■ Exercise instructions ■
Revise the passage below about PDFs and out-of-print books, giving everything from "Recently, I sent" down to "are that important." again with "volumes" changed to "titles".

Written by Gary North on February 25, 2017

The PDF lets people get access to books long out-of-print. It is a marvelous technology.

Recently, I sent off 15 volumes that are 40 years old to a company that converts books into PDFs. This is going to cost me about $500 to post these materials on this website. I am going to post them free of charge. I think they are that important.

If I were doing it the way that the Mises Institute did it, or if I were trying to make money selling printed books, I would do what Mises did: combine PDFs with print-on-demand books. It is an excellent marketing strategy. People who want to read a book can read it free of charge on-screen. They have to use a desktop or laptop computer. But nobody wants to read a long book on-screen. So, the next step for the person reading the book is to click the “print” button or icon. This way, for about two cents a page, a reader can get the book printed out. This is obviously a true believer. True believers own three hole punches. Then they insert the pages into a three-ring binder. Presto. You have a book.

Rows from a pointing dataset
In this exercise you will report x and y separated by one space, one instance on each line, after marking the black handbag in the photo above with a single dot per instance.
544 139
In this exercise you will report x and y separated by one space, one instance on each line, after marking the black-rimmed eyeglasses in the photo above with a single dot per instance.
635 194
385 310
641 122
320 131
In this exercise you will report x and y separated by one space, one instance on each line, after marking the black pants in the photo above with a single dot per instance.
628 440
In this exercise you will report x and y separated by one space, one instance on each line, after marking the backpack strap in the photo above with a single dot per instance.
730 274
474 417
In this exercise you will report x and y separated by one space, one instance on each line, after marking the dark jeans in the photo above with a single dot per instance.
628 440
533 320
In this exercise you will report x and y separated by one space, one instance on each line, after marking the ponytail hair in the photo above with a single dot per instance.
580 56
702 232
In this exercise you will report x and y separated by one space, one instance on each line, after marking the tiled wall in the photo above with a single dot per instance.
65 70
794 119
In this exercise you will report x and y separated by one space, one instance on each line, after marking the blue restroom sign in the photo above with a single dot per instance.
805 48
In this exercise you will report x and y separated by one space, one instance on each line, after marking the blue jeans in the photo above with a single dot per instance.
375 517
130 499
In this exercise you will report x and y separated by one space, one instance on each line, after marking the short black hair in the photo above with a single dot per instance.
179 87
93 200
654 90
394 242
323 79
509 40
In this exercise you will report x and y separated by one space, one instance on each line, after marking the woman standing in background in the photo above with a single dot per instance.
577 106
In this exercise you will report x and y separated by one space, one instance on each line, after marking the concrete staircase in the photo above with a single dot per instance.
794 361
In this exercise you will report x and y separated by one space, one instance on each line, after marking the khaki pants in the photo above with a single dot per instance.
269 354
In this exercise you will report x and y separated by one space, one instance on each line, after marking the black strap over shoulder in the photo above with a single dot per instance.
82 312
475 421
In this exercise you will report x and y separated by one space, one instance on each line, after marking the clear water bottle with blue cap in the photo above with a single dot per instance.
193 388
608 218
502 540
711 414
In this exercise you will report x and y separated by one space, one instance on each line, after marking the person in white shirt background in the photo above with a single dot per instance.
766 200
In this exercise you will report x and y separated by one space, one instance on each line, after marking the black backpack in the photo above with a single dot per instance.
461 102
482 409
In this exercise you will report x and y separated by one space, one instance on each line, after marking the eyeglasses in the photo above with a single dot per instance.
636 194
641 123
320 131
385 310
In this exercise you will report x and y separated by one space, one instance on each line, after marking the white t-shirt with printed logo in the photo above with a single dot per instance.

■ Response ■
Recently, I sent off 15 titles that are 40 years old to a company that converts books into PDFs. This is going to cost me about $500 to post these materials on this website. I am going to post them free of charge. I think they are that important.